• Your goal: Convert every line of the items below into a Markdown table with the columns "Row" and "Entry", numbering the rows and skipping any blank lines.

[Extracted data entries]
━━━━

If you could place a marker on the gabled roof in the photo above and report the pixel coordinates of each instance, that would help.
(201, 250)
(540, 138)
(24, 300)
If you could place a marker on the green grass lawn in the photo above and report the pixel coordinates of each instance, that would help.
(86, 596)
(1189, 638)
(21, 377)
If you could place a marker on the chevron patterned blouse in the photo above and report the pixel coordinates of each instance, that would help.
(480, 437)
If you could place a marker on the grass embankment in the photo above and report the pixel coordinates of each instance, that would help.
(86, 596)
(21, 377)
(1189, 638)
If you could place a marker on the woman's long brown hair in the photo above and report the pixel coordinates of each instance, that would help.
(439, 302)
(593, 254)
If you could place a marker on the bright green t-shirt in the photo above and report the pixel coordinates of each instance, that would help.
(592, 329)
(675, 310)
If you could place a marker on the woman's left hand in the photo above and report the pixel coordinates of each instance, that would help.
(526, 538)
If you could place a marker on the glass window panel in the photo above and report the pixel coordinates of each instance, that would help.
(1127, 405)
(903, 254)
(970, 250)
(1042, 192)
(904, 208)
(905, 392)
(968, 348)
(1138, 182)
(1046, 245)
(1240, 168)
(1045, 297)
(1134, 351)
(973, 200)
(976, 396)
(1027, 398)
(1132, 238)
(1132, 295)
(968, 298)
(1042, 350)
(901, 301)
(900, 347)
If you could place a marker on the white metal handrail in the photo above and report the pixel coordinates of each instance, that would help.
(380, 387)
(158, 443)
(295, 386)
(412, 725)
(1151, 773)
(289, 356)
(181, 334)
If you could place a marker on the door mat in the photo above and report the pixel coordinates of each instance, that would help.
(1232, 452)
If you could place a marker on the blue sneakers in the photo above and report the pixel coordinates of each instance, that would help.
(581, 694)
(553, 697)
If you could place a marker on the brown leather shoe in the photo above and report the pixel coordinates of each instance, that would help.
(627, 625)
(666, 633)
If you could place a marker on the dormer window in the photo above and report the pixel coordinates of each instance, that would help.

━━━━

• Answer to the exercise:
| Row | Entry |
|---|---|
| 1 | If you could place a marker on the gabled roof in the photo above and report the pixel coordinates of each instance, that would help. |
| 2 | (201, 250) |
| 3 | (540, 138) |
| 4 | (24, 300) |
| 5 | If you could place a marker on the green grass lawn in the photo above and report the pixel coordinates of each instance, that would help. |
| 6 | (86, 596) |
| 7 | (1189, 638) |
| 8 | (21, 377) |
| 9 | If you could place a marker on the chevron patterned blouse in the photo above and report the pixel coordinates of each instance, that would help. |
| 10 | (480, 437) |
| 11 | If you could place a marker on the grass embankment in the photo above and report the pixel coordinates of each instance, that would help. |
| 12 | (86, 596) |
| 13 | (21, 377) |
| 14 | (1189, 638) |
| 15 | If you could place a marker on the woman's long brown hair in the photo above and report the pixel coordinates of each instance, that would help. |
| 16 | (439, 302) |
| 17 | (593, 254) |
| 18 | If you could place a marker on the bright green t-shirt in the photo above and report the pixel coordinates of each instance, that would help. |
| 19 | (592, 329) |
| 20 | (675, 310) |
| 21 | If you could place a marker on the woman's left hand in the photo above and report the pixel coordinates of each instance, that would help. |
| 22 | (526, 538) |
| 23 | If you could place a marker on the glass window panel in the photo above and report the pixel coordinates of each instance, that would help. |
| 24 | (1127, 405) |
| 25 | (903, 254) |
| 26 | (970, 250) |
| 27 | (1042, 192) |
| 28 | (904, 208) |
| 29 | (905, 392) |
| 30 | (968, 348) |
| 31 | (1138, 182) |
| 32 | (1046, 245) |
| 33 | (1240, 168) |
| 34 | (1045, 297) |
| 35 | (1134, 351) |
| 36 | (973, 200) |
| 37 | (976, 396) |
| 38 | (1027, 398) |
| 39 | (1132, 238) |
| 40 | (1132, 295) |
| 41 | (968, 298) |
| 42 | (1042, 350) |
| 43 | (901, 301) |
| 44 | (900, 347) |
| 45 | If you could place a marker on the white metal handrail in the photo above and report the pixel coordinates of each instance, that would help. |
| 46 | (380, 387) |
| 47 | (158, 443) |
| 48 | (295, 386) |
| 49 | (412, 725) |
| 50 | (1151, 773) |
| 51 | (289, 356) |
| 52 | (181, 334) |
| 53 | If you could place a marker on the door mat in the photo above and report the pixel coordinates of each instance, that would help. |
| 54 | (1232, 452) |
| 55 | If you could place a marker on the blue sneakers in the photo above and report the pixel coordinates of each instance, that would help. |
| 56 | (581, 694) |
| 57 | (553, 697) |
| 58 | If you could place a marker on the brown leather shoe in the photo above and report the pixel coordinates of each instance, that would help. |
| 59 | (627, 625) |
| 60 | (666, 633) |
| 61 | If you could place a marker on the dormer window in the photo above and report the pixel coordinates of each instance, that would help. |